■ **Supplied material**
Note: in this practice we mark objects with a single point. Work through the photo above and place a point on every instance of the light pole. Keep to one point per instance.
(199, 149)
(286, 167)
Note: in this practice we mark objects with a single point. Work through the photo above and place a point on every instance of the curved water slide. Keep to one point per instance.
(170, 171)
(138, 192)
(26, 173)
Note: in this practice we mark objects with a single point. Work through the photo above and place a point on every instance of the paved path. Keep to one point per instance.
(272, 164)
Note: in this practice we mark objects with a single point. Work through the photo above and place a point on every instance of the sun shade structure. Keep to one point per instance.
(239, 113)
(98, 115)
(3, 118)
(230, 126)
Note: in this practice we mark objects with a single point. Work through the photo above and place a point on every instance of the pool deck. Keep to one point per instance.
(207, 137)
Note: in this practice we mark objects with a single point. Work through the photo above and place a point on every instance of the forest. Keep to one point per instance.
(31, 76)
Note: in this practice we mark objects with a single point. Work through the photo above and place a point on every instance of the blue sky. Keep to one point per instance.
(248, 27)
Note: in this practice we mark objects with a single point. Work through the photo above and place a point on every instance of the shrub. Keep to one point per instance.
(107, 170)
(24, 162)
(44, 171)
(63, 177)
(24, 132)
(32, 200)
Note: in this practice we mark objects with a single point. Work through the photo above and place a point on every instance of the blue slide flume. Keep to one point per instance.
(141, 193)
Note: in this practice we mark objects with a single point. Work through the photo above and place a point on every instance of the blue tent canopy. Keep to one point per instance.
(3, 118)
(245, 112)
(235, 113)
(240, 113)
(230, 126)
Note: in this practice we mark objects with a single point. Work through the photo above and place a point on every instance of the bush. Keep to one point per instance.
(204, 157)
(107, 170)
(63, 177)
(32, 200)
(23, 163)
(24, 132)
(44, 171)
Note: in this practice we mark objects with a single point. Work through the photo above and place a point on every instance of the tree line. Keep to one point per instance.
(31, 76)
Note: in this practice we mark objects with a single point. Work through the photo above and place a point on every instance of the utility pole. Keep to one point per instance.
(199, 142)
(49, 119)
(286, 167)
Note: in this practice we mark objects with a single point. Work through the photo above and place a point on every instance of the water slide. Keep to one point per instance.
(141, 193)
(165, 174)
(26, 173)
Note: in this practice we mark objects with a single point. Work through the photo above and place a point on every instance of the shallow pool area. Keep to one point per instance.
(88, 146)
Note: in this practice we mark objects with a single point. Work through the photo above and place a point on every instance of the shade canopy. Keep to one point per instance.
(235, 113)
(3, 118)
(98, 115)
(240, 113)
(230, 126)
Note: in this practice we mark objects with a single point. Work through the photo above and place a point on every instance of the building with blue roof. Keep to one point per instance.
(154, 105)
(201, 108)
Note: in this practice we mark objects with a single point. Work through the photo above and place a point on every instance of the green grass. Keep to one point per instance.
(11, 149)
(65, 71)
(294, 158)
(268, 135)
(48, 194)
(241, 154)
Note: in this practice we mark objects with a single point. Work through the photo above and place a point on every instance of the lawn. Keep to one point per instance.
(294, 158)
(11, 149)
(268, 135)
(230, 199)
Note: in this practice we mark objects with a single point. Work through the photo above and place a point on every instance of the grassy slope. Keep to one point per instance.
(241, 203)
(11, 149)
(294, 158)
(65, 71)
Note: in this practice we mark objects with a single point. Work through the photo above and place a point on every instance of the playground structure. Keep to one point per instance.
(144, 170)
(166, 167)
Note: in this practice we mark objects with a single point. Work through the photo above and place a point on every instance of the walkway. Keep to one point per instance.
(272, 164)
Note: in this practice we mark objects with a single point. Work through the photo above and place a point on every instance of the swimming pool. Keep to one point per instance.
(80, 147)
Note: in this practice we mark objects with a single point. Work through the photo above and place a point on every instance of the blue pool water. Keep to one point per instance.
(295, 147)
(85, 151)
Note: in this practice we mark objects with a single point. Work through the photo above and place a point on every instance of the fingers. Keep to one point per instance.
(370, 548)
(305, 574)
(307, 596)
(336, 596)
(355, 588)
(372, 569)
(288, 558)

■ **Problem details**
Copy out all of the material above, substituting "single dot" for "single point" and leaving everything else as it is.

■ **Final answer**
Note: in this practice we mark objects with a single dot. Work through the photo above and place a point on every instance of the light pole. Keep to one point per instance.
(199, 149)
(286, 167)
Note: in this practice we mark objects with a single dot. Work through the photo above and place a point on every instance of the curved water slide. Keep to one point per instance.
(170, 171)
(138, 192)
(26, 173)
Note: in this practice we mark objects with a single dot. Work through the photo above and place a point on every instance of the paved path. Keep to one point per instance.
(272, 164)
Note: in this practice we mark objects with a single dot. Work through the photo above and place a point on every instance of the sun shade structure. Keep to one point per instance.
(239, 113)
(98, 115)
(3, 118)
(230, 126)
Note: in this practice we mark objects with a single dot. Work through the photo above and place a point on every instance of the pool deck. Keep to one point per instance.
(207, 137)
Note: in this practice we mark objects with a single dot. Work through the photo above and place a point on every instance of the forest. Keep to one point per instance.
(31, 76)
Note: in this practice we mark objects with a single dot. Work through the photo above and place a point on every instance of the blue sky. Keep to one point per instance.
(248, 27)
Note: in this practice we mark objects with a single dot. Work through the photo above and place a point on every instance of the shrub. Keep to one point per instance.
(107, 170)
(24, 162)
(44, 171)
(63, 177)
(24, 132)
(32, 200)
Note: in this practice we mark objects with a single dot. Work through the photo above and place a point on every instance of the blue slide flume. Keep to one point per instance.
(141, 193)
Note: in this practice we mark objects with a single dot. Work through the photo above and place a point on every instance of the blue tent canopy. Keep to one point per instance.
(3, 118)
(245, 112)
(235, 113)
(240, 113)
(230, 126)
Note: in this practice we mark objects with a single dot. Work through the photo above and place a point on every instance of the bush. Keep to one point per instance.
(204, 157)
(107, 170)
(63, 177)
(32, 200)
(23, 163)
(24, 132)
(44, 171)
Note: in this practice we mark objects with a single dot. Work through the photo above and place a point on every instance of the tree line. Keep to one point per instance.
(31, 76)
Note: in this practice we mark objects with a single dot. Work through the photo above and place a point on every instance of the utility pole. Keep to one point per instance.
(199, 142)
(49, 119)
(286, 167)
Note: in this practice we mark objects with a single dot. Work through the photo above and place a point on every instance of the water slide. Keep to one point per instance.
(141, 193)
(165, 174)
(26, 173)
Note: in this practice we mark objects with a single dot. Work through the photo above and place a point on every instance of the shallow pool area. Keep to one point per instance.
(88, 146)
Note: in this practice we mark objects with a single dot. Work through the photo above and place a point on every instance of the shade canopy. Keep to one point per instance.
(235, 113)
(3, 118)
(98, 115)
(240, 113)
(230, 126)
Note: in this practice we mark objects with a single dot. Work through the photo above and place a point on every instance of the building with blue roof. Keep to one point per instance.
(154, 105)
(201, 108)
Note: in this practice we mark objects with a single dot. Work through the photo above and place a point on every instance of the green grass. Keep to one point per instance.
(11, 149)
(65, 71)
(294, 158)
(268, 135)
(48, 194)
(241, 154)
Note: in this practice we mark objects with a single dot. Work through the photo above and place a point on every instance of the lawn. Keep to one point per instance.
(294, 158)
(11, 149)
(268, 135)
(230, 199)
Note: in this practice we mark objects with a single dot. Work through the photo above and place a point on every instance of the grassy slope. Keep to one point per instance.
(241, 203)
(11, 149)
(294, 158)
(65, 71)
Note: in this practice we mark objects with a single dot. Work through the photo above and place a point on every instance of the playground structure. Keep to one point per instance.
(144, 170)
(166, 167)
Note: in this practice we mark objects with a single dot. Work through the photo above and place a point on every instance of the walkway. Keep to one point per instance.
(272, 164)
Note: in this practice we mark objects with a single dot. Work through the photo above and place a point on every instance of the swimming pool. Keep to one point per instance.
(80, 147)
Note: in this practice we mark objects with a single dot. Work through the photo above and place a point on every instance of the blue pool water. Keep to one point per instance.
(295, 147)
(85, 151)
Note: in this practice we mark objects with a single dot. Work through the photo above and place a point on every instance of the fingers. Keep to one point per instance.
(370, 548)
(305, 574)
(307, 596)
(336, 596)
(355, 588)
(372, 569)
(288, 558)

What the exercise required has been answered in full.